-- Start Records to use --

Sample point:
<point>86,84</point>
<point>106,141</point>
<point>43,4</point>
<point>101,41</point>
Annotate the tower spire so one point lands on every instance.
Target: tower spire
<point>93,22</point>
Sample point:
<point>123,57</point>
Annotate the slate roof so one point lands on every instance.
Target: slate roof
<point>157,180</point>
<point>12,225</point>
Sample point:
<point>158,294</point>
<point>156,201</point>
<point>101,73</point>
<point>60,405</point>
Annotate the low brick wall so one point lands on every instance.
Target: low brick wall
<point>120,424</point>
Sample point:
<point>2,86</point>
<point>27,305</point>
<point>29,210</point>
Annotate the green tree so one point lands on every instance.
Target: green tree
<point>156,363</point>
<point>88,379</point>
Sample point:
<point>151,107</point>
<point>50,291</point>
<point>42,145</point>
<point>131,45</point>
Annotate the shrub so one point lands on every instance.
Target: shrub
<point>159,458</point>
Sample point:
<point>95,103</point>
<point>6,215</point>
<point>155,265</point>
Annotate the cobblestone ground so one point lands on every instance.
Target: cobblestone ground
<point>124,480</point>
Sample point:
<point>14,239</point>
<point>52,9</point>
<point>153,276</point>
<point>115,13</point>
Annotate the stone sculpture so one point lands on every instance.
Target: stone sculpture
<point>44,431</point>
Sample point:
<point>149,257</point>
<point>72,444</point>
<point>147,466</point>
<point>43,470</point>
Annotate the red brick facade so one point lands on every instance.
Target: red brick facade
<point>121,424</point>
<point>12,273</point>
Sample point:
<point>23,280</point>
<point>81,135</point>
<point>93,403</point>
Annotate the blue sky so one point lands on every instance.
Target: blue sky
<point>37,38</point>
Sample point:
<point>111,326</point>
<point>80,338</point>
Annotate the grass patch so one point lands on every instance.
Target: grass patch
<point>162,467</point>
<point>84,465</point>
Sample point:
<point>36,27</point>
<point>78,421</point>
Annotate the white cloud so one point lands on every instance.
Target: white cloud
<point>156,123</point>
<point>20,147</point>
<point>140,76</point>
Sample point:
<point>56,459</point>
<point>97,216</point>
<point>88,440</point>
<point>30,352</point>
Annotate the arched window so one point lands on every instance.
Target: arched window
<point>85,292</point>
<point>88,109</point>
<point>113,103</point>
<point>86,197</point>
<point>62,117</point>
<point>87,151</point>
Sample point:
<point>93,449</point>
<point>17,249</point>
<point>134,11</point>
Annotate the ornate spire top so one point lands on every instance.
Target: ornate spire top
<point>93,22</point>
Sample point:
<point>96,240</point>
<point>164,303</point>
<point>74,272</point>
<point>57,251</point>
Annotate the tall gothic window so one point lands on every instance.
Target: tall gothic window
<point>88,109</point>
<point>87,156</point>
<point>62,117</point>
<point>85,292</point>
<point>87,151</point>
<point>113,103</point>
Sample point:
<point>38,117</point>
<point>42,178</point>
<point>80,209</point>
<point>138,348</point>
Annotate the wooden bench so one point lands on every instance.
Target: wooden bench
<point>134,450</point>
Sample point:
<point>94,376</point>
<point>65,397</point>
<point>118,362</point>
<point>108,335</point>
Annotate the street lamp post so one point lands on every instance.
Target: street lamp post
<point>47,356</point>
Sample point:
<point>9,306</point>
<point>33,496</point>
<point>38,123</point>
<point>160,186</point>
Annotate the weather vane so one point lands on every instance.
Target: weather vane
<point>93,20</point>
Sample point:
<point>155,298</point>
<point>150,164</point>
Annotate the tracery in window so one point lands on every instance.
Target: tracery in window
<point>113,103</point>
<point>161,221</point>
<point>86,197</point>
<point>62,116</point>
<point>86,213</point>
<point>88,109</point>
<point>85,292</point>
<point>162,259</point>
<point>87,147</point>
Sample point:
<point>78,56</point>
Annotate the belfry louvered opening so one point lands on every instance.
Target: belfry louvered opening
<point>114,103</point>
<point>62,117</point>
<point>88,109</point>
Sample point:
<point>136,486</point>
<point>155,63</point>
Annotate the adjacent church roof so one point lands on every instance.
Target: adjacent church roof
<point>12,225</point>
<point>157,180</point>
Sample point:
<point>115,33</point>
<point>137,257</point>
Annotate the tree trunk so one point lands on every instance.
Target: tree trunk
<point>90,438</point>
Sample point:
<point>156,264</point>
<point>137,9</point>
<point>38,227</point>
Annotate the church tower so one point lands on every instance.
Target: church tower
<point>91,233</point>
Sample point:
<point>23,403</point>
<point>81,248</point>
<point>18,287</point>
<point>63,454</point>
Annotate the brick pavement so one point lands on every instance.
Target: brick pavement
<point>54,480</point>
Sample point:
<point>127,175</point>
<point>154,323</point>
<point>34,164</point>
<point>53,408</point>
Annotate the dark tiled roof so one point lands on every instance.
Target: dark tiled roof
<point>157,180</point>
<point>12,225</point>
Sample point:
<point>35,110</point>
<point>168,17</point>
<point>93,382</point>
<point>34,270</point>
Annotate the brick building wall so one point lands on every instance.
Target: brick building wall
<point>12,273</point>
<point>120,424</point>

-- End Records to use --
-- Start Records to use --

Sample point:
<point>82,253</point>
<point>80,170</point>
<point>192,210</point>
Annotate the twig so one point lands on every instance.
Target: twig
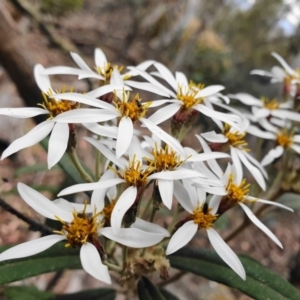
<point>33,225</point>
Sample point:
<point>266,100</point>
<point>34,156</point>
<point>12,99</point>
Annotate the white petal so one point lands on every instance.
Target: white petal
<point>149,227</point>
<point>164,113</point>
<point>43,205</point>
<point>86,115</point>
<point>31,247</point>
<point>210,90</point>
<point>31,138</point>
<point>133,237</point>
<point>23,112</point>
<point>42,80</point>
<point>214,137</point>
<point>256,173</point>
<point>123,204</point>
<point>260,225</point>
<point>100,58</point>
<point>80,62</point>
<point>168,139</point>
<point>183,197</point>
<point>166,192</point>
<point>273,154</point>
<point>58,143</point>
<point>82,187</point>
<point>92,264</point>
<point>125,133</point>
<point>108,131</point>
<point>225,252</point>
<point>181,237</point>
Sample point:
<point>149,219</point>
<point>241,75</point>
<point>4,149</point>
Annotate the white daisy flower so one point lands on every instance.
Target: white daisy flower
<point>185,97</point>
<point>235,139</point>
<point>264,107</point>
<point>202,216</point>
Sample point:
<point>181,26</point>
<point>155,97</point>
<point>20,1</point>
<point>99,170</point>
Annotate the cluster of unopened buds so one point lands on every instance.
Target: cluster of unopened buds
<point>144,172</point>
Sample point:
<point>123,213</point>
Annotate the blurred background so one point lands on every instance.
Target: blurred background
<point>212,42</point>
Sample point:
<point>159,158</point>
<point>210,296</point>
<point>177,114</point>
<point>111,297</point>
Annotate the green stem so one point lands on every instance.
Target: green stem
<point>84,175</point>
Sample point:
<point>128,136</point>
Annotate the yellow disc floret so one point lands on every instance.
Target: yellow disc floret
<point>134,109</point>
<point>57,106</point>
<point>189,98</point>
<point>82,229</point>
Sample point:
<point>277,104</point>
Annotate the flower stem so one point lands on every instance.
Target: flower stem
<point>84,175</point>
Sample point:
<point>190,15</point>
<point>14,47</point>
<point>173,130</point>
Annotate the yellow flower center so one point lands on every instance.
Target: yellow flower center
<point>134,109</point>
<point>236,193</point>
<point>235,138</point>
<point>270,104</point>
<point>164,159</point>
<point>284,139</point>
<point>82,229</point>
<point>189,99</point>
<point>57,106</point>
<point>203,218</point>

-- End Records to use --

• Exercise:
How many lines in the items above contain the word "petal"? Give only the number.

• Task response:
2